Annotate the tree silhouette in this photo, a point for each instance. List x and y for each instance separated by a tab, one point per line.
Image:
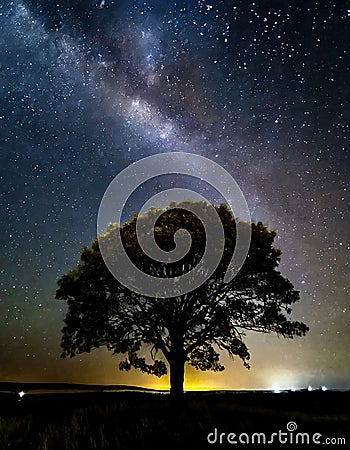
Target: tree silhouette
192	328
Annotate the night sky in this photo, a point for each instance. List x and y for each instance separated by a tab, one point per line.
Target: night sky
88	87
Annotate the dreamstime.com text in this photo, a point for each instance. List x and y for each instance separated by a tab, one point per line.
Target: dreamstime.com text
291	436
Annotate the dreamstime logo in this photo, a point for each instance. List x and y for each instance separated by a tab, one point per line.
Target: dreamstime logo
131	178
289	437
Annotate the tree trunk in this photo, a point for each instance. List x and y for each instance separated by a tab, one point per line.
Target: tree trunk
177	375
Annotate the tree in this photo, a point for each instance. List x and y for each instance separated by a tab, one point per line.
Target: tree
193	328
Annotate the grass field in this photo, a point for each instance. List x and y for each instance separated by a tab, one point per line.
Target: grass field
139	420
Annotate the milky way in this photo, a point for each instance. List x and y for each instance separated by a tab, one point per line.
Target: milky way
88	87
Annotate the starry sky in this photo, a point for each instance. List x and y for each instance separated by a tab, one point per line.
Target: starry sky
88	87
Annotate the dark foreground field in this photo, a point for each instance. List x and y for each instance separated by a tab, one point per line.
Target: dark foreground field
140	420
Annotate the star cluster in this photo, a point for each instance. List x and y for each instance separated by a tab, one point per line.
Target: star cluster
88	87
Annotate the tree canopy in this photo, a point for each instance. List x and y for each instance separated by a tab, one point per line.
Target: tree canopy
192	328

* * *

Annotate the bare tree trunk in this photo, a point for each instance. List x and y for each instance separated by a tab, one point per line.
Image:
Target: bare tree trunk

* * *

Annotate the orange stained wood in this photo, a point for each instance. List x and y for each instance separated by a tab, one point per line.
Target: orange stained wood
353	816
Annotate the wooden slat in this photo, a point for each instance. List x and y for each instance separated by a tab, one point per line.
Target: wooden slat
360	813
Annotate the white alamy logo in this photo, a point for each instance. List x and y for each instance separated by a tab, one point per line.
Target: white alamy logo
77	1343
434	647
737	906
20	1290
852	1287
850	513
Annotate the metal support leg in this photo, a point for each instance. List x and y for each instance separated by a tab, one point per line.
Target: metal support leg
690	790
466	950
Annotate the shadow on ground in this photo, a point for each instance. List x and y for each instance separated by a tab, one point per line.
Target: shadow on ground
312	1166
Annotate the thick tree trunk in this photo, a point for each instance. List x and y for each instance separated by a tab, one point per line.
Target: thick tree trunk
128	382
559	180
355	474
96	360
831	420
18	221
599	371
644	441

Short task:
Find every row above that includes the string "logo", and copy each of those rows out in full. Matching is case-sensitive.

Solution to the exercise:
Annotate the dreamstime logo in this photo, a point for each instance. List x and y for each instance separated by a tab, one point per line.
Target: dreamstime logo
Annotate the white alamy logo in this photo, a point for each instance. List x and y for each instance separated by a tab, one point per line.
Target: white alamy logo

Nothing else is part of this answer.